*DATA FOR REVIEW*
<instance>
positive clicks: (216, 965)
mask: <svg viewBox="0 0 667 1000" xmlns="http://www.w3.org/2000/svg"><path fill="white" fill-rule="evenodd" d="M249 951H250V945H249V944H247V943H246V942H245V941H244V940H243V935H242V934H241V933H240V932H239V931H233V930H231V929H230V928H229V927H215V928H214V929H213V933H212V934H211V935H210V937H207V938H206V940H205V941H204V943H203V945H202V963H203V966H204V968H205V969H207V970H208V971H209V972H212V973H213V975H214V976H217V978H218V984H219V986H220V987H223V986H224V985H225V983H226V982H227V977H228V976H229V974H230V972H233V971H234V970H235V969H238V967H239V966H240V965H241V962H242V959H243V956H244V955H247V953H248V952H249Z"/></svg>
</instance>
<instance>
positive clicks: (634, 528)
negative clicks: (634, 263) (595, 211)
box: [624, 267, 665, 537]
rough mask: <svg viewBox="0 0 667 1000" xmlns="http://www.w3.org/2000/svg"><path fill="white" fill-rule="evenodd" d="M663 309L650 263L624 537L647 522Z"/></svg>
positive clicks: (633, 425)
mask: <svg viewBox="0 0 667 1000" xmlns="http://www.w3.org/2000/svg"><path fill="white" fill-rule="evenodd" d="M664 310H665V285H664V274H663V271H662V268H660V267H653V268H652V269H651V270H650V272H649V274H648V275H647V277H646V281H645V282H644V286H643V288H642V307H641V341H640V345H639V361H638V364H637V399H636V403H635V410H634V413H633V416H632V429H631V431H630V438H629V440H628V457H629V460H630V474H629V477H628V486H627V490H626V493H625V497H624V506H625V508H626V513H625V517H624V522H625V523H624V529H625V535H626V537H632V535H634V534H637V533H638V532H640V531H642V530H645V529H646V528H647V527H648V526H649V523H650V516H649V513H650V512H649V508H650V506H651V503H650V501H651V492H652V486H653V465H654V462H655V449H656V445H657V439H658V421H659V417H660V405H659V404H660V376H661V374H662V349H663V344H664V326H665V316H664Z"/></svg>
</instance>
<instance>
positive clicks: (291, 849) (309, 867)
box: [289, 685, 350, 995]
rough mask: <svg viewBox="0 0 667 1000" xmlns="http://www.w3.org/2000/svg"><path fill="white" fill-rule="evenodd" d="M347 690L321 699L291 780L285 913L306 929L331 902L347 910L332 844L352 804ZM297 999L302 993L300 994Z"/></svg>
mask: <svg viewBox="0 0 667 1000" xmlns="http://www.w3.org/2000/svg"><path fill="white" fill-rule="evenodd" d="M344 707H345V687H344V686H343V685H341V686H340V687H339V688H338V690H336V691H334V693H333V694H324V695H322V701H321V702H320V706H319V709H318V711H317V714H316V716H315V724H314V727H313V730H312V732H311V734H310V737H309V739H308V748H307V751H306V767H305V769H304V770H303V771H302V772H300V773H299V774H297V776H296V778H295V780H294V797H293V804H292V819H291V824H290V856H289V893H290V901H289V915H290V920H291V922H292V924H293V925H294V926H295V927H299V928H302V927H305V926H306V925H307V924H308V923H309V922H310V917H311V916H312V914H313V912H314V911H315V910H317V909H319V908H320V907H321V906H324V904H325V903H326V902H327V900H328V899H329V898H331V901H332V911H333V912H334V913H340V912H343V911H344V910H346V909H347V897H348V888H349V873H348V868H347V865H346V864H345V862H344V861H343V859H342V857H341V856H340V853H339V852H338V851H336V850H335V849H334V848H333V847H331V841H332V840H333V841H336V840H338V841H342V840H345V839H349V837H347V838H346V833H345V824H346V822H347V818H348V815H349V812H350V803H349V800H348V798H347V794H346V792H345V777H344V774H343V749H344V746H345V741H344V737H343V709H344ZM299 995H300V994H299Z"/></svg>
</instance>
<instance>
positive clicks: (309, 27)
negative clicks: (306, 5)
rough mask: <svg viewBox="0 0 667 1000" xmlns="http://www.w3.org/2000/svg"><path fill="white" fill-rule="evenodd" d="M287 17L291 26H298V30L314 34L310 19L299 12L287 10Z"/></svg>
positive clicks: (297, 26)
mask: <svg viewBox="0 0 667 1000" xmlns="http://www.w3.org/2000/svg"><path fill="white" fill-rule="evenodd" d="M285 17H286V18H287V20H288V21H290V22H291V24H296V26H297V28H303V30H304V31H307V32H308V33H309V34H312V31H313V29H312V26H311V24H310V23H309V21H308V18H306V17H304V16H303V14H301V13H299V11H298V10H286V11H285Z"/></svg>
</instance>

*TASK TO COMPLETE*
Reproduce the entries from their first line through the line containing "box: [624, 267, 665, 537]", inclusive, substituting "foreground clicks" for each occurrence of "positive clicks" and leaving everything else unchanged.

*TASK SOLUTION*
<instance>
foreground clicks: (216, 965)
mask: <svg viewBox="0 0 667 1000" xmlns="http://www.w3.org/2000/svg"><path fill="white" fill-rule="evenodd" d="M249 951H250V945H249V944H247V943H246V942H245V941H244V940H243V935H242V934H241V933H240V932H239V931H233V930H231V929H230V928H229V927H215V928H214V929H213V933H212V934H211V935H210V937H207V938H206V940H205V941H204V943H203V945H202V963H203V966H204V968H205V969H207V970H208V971H209V972H212V973H213V975H214V976H217V978H218V984H219V986H220V987H223V986H224V985H225V983H226V982H227V977H228V976H229V974H230V972H233V971H234V970H235V969H238V967H239V966H240V965H241V962H242V959H243V956H244V955H247V953H248V952H249Z"/></svg>
</instance>
<instance>
foreground clicks: (634, 528)
negative clicks: (634, 263) (595, 211)
box: [624, 267, 665, 537]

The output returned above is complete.